* _WHAT IS BEING ASKED_: Render every line of the data below as a numbered list, leaving out the blank lines.

* _STORED RECORDS_:
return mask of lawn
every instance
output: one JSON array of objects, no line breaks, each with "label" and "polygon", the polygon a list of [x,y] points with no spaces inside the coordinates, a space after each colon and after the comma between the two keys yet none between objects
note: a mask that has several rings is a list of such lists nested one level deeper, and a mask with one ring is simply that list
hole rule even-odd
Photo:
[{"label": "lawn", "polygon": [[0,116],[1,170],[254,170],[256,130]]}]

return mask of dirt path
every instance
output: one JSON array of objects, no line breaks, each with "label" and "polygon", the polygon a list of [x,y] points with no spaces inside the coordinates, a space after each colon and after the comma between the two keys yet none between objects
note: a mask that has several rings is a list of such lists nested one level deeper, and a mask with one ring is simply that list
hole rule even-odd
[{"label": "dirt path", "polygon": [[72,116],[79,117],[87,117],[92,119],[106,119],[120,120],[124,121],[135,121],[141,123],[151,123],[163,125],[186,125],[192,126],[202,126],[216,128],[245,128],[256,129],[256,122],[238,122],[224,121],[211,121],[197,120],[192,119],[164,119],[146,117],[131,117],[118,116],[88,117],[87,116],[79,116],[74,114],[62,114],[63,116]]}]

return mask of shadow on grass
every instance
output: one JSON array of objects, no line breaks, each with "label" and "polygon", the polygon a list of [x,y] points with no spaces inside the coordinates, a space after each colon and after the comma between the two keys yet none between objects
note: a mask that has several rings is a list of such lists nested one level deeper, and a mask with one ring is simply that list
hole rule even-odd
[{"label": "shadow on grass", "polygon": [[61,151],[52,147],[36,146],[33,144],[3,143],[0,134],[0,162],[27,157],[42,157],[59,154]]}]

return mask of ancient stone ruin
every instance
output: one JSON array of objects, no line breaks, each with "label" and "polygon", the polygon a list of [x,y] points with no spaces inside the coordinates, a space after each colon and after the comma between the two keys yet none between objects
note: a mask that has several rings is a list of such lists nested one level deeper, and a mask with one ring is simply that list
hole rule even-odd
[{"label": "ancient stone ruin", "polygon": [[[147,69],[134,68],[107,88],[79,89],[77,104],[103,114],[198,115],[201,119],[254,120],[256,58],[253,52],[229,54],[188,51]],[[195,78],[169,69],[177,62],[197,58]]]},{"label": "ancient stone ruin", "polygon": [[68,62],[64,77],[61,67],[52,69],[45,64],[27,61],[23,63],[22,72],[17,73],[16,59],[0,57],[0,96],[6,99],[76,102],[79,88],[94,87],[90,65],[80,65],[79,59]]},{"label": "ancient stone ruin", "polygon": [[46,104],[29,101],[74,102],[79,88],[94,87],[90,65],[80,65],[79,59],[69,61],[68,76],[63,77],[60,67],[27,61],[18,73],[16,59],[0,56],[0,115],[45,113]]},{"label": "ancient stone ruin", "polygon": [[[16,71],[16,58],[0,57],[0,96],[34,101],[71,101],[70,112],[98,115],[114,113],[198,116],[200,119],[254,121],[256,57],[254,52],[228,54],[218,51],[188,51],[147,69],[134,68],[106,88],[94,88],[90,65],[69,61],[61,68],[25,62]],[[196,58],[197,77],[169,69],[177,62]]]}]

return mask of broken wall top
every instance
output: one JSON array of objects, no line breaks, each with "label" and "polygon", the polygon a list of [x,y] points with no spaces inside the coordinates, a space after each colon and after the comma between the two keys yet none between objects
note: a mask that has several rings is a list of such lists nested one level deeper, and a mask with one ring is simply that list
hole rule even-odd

* _RESULT OF THIS TASK_:
1. return mask of lawn
2. every instance
3. output: one JSON array of objects, no line breaks, each with "label" and "polygon", the polygon a list of [x,y] points with no spaces inside the coordinates, a space after each colon and after the comma between the two keys yet none between objects
4. note: a mask that has several rings is a list of such lists nested one level deeper, and a mask with one ring is simply that list
5. hole rule even-odd
6. Photo:
7. [{"label": "lawn", "polygon": [[0,116],[1,170],[254,170],[256,130]]}]
8. return mask of dirt path
9. every instance
10. output: one JSON array of objects, no line breaks, each with "label" and "polygon", the polygon a list of [x,y] points with no spaces inside the coordinates, a space after each colon and after the comma between the two keys yet none between objects
11. note: a mask that has several rings is a list of such lists nested one level deeper, and a mask with one ring is simply that list
12. hole rule even-odd
13. [{"label": "dirt path", "polygon": [[72,116],[79,117],[87,117],[92,119],[106,119],[120,120],[124,121],[135,121],[141,123],[151,123],[163,125],[186,125],[192,126],[202,126],[216,128],[245,128],[256,129],[256,122],[238,122],[224,121],[211,121],[197,120],[192,119],[164,119],[146,117],[131,117],[118,116],[88,117],[87,116],[79,116],[74,114],[62,114],[63,116]]}]
14. return mask of shadow on grass
15. every instance
16. output: one JSON array of objects, no line breaks, each with "label" and "polygon", the polygon a list of [x,y] points with no spaces inside the coordinates, a space after each colon and after the comma between the two keys yet none between objects
17. note: a mask that has several rings is a list of such lists nested one level deeper, and a mask with one ring is simply that list
18. hole rule even-odd
19. [{"label": "shadow on grass", "polygon": [[61,151],[52,147],[36,146],[33,144],[3,143],[0,134],[0,162],[27,157],[42,157],[59,154]]}]
20. return mask of ancient stone ruin
21. every instance
22. output: one JSON array of objects, no line breaks, each with "label" and "polygon", the polygon a list of [x,y] points with no spaces inside the coordinates, a space after each colon and after the comma between the two keys yet none between objects
23. note: a mask that has several rings is a list of such lists nested one level deeper, and a mask with one ring is simply that list
24. hole rule even-odd
25. [{"label": "ancient stone ruin", "polygon": [[[147,69],[134,68],[107,88],[79,89],[77,104],[103,114],[198,115],[201,119],[254,120],[256,58],[253,52],[229,54],[188,51]],[[195,78],[169,69],[177,62],[197,58]]]},{"label": "ancient stone ruin", "polygon": [[68,62],[64,77],[61,67],[52,69],[45,64],[27,61],[23,63],[22,72],[17,73],[16,59],[0,57],[0,96],[6,99],[76,102],[79,88],[94,87],[90,65],[80,65],[79,59]]},{"label": "ancient stone ruin", "polygon": [[46,104],[29,101],[74,102],[79,88],[94,87],[90,65],[80,65],[79,59],[69,61],[68,76],[63,77],[60,67],[27,61],[18,73],[16,59],[0,56],[0,115],[45,113]]},{"label": "ancient stone ruin", "polygon": [[[16,71],[16,58],[0,57],[0,96],[34,101],[71,101],[70,112],[98,115],[114,113],[198,116],[200,119],[254,121],[256,57],[254,52],[228,54],[218,51],[188,51],[147,69],[134,68],[106,88],[94,88],[90,65],[69,61],[61,68],[25,62]],[[196,58],[197,77],[169,69],[177,62]]]}]
26. return mask of broken wall top
27. every instance
28. output: one JSON array of objects, no line breaks, each with "label" and "polygon", the polygon a list of [x,y] points with no spaces inside the coordinates, a space after each colon and after the comma between the two keys yet none between objects
29. note: a mask that has several rings is a list of such lists nested one level deeper, and a mask with one ring is simply that list
30. hole rule even-odd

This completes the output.